SOURCE TEXT –
□ □ □ □ □
Instead, Trump made use of an abusive tax shelter that Congress soon closed to newcomers. Like magic, the tax shelter converted what should have been a tax bill of about $360 million into future tax breaks. Ten years later, on his 2005 return, Trump was still saving tax dollars thanks to that tax shelter. Trump has refused to release his tax returns.
A Dual-Tax System
To understand the Trump tax returns it’s important to realize that America has two income tax systems. The regular income tax was supplemented by a parallel tax system, signed into law by President Ronald Reagan in 1986, called the Alternative Minimum Tax or AMT.
How these two systems interact is central to understanding the Trumps’ taxes.
Viewed in terms of the regular federal income tax system, here is what Trump did:
Trump reported $152.7 million of income. He also reported $103.2 million of negative income, the remainder of the roughly $918 million tax shelter he bought in 1995. That deal was disclosed earlier in three summary pages of his 1995 Connecticut, New York and New Jersey state income-tax returns.
□ □ □ □ □
RECORDS FOR PROCESSING –
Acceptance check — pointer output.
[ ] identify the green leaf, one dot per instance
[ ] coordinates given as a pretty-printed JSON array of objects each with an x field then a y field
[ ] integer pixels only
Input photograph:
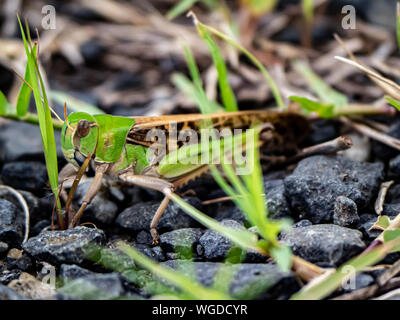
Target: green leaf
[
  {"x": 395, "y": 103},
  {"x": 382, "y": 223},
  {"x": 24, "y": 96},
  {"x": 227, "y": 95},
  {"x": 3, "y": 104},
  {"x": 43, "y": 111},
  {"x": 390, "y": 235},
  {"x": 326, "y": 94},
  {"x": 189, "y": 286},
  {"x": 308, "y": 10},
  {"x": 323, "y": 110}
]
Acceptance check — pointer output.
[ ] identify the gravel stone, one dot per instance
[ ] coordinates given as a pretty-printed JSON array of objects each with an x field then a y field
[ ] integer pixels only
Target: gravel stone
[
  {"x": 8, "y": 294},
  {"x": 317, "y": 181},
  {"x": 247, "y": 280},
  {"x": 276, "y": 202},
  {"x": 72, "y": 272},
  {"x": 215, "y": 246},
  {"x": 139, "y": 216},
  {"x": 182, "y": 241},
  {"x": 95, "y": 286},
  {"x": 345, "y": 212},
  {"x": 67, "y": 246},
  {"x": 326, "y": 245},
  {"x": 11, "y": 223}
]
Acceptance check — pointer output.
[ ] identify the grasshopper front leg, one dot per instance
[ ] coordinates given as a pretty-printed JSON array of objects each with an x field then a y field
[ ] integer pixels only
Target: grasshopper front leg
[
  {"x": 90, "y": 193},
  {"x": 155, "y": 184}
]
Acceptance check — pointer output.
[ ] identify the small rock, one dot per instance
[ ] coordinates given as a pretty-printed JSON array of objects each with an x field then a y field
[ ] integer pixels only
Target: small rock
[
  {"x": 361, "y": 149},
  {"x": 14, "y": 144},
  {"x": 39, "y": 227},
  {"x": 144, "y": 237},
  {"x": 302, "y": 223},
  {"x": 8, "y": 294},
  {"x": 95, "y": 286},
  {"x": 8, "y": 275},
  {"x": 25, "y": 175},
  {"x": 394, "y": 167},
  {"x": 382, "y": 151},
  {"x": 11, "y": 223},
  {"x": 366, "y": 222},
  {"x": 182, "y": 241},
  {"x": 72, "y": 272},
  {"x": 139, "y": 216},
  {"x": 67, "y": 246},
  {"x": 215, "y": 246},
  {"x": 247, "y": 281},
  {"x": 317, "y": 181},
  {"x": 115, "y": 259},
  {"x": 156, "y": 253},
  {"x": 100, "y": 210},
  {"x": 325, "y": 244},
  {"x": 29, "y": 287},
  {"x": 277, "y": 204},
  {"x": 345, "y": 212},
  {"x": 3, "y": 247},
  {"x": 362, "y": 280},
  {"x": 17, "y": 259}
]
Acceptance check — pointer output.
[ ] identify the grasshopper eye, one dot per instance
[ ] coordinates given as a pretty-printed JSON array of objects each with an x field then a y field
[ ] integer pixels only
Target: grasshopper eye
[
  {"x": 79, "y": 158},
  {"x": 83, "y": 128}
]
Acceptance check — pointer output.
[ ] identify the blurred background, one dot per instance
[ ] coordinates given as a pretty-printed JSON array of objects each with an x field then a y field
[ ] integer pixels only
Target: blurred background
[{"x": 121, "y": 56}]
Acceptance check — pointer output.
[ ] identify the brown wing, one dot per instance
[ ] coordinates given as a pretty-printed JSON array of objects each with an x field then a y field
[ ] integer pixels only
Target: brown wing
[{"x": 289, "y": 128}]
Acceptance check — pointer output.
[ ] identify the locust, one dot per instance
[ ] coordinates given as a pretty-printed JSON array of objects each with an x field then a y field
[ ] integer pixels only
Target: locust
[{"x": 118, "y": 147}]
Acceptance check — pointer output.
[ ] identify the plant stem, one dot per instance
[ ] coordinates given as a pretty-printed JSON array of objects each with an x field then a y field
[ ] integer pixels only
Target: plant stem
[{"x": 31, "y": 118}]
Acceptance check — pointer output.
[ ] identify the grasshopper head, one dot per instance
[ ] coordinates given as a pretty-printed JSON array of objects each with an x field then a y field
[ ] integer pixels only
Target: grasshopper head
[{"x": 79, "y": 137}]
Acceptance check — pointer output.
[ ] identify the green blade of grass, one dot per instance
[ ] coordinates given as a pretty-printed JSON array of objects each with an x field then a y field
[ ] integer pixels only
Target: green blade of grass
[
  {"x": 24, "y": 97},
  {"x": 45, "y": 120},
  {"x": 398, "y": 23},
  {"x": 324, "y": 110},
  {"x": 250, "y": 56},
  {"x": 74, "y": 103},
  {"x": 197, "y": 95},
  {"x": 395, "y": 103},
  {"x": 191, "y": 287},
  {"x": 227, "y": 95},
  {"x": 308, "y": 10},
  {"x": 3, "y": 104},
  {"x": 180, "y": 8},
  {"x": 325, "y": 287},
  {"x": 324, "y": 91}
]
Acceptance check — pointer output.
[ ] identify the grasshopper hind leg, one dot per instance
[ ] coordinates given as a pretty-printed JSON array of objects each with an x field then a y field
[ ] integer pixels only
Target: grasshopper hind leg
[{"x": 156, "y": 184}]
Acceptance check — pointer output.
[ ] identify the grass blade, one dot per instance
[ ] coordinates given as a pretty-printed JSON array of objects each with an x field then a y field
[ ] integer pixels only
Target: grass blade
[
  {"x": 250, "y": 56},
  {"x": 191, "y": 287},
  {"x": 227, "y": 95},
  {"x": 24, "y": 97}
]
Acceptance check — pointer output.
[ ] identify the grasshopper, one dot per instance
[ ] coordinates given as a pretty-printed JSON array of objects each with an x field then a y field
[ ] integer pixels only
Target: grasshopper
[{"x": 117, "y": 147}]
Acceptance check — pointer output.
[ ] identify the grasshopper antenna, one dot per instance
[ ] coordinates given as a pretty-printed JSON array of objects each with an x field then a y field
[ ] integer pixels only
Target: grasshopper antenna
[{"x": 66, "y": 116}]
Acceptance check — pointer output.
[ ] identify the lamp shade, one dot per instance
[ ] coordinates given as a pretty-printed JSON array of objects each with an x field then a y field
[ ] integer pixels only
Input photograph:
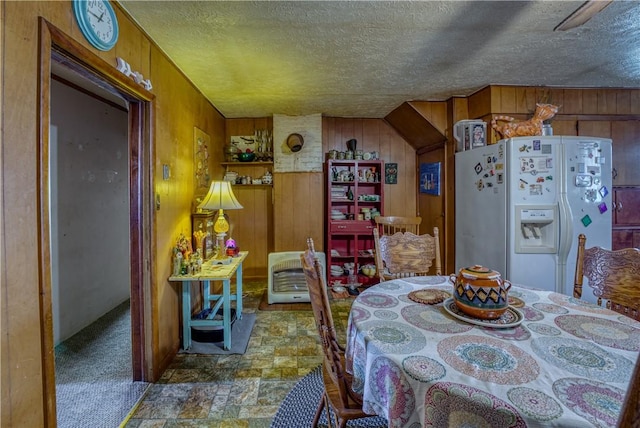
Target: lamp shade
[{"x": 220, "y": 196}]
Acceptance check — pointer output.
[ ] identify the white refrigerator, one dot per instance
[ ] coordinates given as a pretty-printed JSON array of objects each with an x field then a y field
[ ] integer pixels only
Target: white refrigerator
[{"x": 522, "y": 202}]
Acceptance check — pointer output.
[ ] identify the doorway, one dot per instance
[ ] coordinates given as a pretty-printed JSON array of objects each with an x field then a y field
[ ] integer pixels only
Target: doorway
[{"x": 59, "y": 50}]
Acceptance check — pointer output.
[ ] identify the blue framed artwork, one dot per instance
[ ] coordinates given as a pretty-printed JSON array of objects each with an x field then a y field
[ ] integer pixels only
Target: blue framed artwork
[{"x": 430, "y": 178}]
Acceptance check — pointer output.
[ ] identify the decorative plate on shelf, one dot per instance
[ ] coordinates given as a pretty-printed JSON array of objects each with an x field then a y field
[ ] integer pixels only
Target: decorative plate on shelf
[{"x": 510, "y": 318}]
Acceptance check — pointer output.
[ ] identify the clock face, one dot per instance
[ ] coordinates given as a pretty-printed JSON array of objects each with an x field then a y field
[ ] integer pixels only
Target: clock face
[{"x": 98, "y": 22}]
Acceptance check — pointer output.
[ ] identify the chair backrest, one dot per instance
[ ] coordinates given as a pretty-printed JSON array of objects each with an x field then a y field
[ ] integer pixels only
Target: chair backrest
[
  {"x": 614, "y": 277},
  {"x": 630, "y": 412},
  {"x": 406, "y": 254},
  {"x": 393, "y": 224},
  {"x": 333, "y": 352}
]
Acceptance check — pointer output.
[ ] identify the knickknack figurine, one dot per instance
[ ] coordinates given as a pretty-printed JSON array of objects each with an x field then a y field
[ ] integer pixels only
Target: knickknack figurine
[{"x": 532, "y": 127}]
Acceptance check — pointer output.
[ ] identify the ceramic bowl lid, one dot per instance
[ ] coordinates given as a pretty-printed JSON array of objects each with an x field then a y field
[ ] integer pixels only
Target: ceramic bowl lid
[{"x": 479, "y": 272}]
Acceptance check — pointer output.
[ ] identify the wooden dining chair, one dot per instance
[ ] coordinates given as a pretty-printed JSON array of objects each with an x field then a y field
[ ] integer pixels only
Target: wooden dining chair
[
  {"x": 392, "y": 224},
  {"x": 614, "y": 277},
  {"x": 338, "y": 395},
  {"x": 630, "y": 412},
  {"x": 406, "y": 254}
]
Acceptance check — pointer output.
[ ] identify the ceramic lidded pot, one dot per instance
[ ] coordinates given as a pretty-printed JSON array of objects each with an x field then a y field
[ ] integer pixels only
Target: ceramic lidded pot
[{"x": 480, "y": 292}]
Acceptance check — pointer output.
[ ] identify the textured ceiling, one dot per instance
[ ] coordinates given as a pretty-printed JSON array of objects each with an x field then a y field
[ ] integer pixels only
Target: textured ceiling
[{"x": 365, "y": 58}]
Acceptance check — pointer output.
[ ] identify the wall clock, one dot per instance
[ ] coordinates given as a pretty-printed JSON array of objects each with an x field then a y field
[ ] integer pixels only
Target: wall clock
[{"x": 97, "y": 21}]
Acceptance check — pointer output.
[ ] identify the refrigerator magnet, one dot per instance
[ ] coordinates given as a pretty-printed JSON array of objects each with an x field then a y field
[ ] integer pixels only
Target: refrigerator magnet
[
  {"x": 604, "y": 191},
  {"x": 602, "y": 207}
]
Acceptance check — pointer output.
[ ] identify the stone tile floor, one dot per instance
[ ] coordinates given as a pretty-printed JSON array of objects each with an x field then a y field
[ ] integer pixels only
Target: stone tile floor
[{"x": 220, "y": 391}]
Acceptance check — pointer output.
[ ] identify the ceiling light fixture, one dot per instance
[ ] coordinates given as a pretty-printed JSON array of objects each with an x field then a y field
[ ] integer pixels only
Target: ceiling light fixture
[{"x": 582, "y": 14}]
□ □ □ □ □
EXERCISES TO COMPLETE –
a – In the passage on Trump's taxes, rewrite the part that opens with the words containing "Instead, Trump made" and closes with "his tax returns.", substituting "tax scheme" for "tax shelter".
b – Gather every line of the listing that includes the string "blade".

ANSWER SET –
a –
Instead, Trump made use of an abusive tax scheme that Congress soon closed to newcomers. Like magic, the tax scheme converted what should have been a tax bill of about $360 million into future tax breaks. Ten years later, on his 2005 return, Trump was still saving tax dollars thanks to that tax scheme. Trump has refused to release his tax returns.

b –
[ ] identify the green blade of grass, one dot per instance
Target: green blade of grass
[ ] identify the grass blade, one dot per instance
Target: grass blade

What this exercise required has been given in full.